Seigenthaler incident

   On November 29, 2005, John Seigenthaler Sr. wrote an op-ed in USA Today
   to criticize a biography written about him at Wikipedia. Earlier
   versions of the Wikipedia entry, online from May through September of
   that year, had contained incorrect statements about Seigenthaler, and
   this information also appeared on Wikipedia syndicate sites
   Reference.com and Answers.com. Specifically the statement, "For a brief
   time, he was thought to have been directly involved in the Kennedy
   assassinations of both John, and his brother, Bobby. Nothing was ever
   proven." Seigenthaler described the statements, which had been written
   by an anonymous Wikipedia user, as "Internet character assassination".
   Seigenthaler did not use the collaborative editing feature of Wikipedia
   to correct the misstatement himself. Seigenthaler said "I am interested
   in letting many people know that Wikipedia is a flawed and
   irresponsible research tool." He also equated Wikipedia to gossip. In
   an Interview with a CNN reporter, the reporter also expressed concern
   about her own biography which she said portrayed her as she did not
   wish to be portrayed. The author of the hoax, Brian Chase, was
   discovered in December 2005. He subsequently resigned from his job and
   apologized in person to Seigenthaler. Chase was traced through the IP
   address of the 26 May post, which led to his employer's computer
   system. The controversy brought Wikipedia an unprecedented level of
   (mainly negative) publicity in major media outlets. Wikipedia's share
   of internet page views as recorded by Alexa doubled in less than two
   months after the publication of the editorial, which was well above the
   average rate of growth through 2005.

   Image:Seigenthaler effect.gif
     * On December 5, 2005, registration became a requirement for the
       creation of New pages on the English speaking Wikipedia. See
       Wikipedia:Wikipedia Signpost/2005-12-05/Page creation restrictions.

Nature study

   On December 14, 2005, the scientific journal Nature published the
   results of a comparative review between the Britannica and the
   Wikipedia Encyclopedias concerning scientific articles. This, being the
   first comparative review concerning Wikipedia of its kind, was done by
   scientific experts in their field. They were given articles about the
   same subject, one from Britannica, and one from Wikipedia. Scientists
   did not know the source, and were told to look for factual errors,
   critical omissions, and misleading statements. After examining 42
   articles in both the encyclopedias, Nature obtained the following
   results:

          Britannica: 123 errors, an average of 2.92 by article
          Wikipedia: 162 errors, an average of 3.86 by article.

   The data shows that, at least in science, Wikipedia has comparable
   accuracy to other modern encyclopedias. However, some of the Wikipedia
   articles were found to be "poorly structured and confusing". In March,
   2006, Britannica criticised the study as inaccurate, stating "Almost
   everything about the journal’s investigation, from the criteria for
   identifying inaccuracies to the discrepancy between the article text
   and its headline, was wrong and misleading."

*Task requirements:*
Answer these questions about the Wikipedia text above:
1. In what month and year was the author of the hoax found?
2. How was he traced?
3. How many articles did the Nature study look at in both encyclopedias?

*Data shown:*
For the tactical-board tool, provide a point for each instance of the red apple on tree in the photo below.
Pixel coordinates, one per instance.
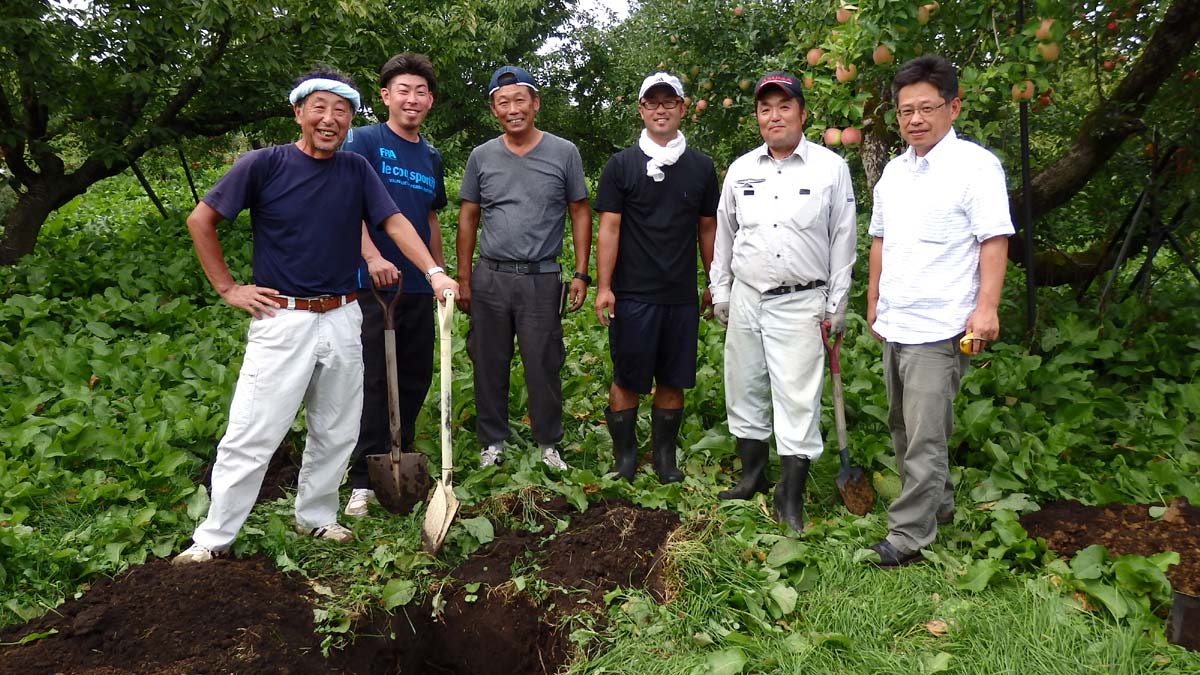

*Solution:*
1. December 2005
2. Through the IP address of the 26 May post, which led to his employer's computer system
3. 42